Requisiti dei compiti.
1 – Secondo l'intervista, con quale risultato finì la Supercoppa d'Europa giocata a Torino contro il Liverpool?
2 – Elenca, per favore, tutte le persone chiamate per nome nell'intervista.
3 – Riscrivi il passo dell'intervista che inizia con le parole contenenti "Zibì Boniek, prima" e si ferma dopo "dovuto restituirla...", sostituendo "neve" con "pioggia".

Documento.
☆ ☆ ☆ ☆ ☆ ☆ ☆

Il fuoriclasse polacco
conquistò il rigore che decise la sfida
Boniek: giocammo solo per
evitare una guerra civile
di Roberto Beccantini
"Noi sapevamo tutto e non
volevamo scendere in campo. Ce lo ordinò l'UEFA. Ci
disse: molti sugli spalti non hanno idea di quanto è
successo, se vi rifiutate lo capiranno e sarà peggio.
Poi fu una gara triste ma vera".
Zibì Boniek, prima o poi doveva succedere. Cosa
ricorda ?
"Ricordo che, col Liverpool, ho giocato due volte. A
Torino, nella neve, per la Supercoppa d'Europa: e fu un
trionfo, 2-0, doppietta del sottoscritto. All'Heysel, in
finale, e fu una tragedia".
Il 29 maggio saranno
vent'anni.
"Per rispetto delle vittime,
mi sforzo di non pensarci più. Io, quella coppa, non
l'ho mai sollevata".
Boniperti avrebbe
dovuto restituirla...
"Restituirla a chi ? Forse
all'UEFA, dopo tutto quello che, sul piano
organizzativo, aveva combinato ? Non scherziamo".

☆ ☆ ☆ ☆ ☆ ☆ ☆

Righe di dati.
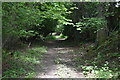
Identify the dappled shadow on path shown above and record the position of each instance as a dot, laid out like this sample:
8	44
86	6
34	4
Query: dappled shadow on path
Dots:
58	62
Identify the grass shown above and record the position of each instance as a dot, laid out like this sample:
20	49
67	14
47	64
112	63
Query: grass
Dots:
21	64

☆ ☆ ☆ ☆ ☆ ☆ ☆

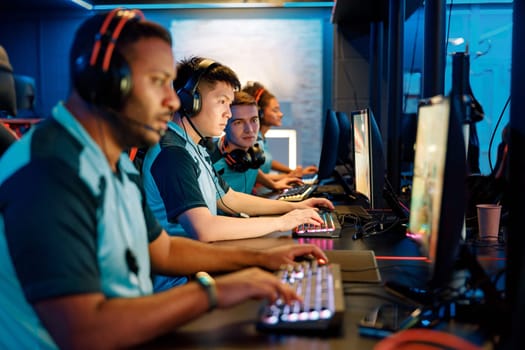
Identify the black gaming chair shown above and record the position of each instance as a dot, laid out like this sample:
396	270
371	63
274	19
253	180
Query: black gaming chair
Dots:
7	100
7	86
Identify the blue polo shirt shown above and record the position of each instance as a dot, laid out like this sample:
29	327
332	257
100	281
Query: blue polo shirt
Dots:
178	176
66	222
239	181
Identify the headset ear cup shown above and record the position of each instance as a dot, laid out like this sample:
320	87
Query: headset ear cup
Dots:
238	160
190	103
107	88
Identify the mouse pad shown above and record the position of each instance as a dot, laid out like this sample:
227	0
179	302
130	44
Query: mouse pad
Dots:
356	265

☆ ☆ ☆ ☆ ☆ ☆ ☆

Risposte per compito.
1 – 2-0, con una doppietta di Boniek.

2 – Roberto Beccantini, Zibì Boniek, Boniperti

3 –
Zibì Boniek, prima o poi doveva succedere. Cosa
ricorda ?
"Ricordo che, col Liverpool, ho giocato due volte. A
Torino, nella pioggia, per la Supercoppa d'Europa: e fu un
trionfo, 2-0, doppietta del sottoscritto. All'Heysel, in
finale, e fu una tragedia".
Il 29 maggio saranno
vent'anni.
"Per rispetto delle vittime,
mi sforzo di non pensarci più. Io, quella coppa, non
l'ho mai sollevata".
Boniperti avrebbe
dovuto restituirla...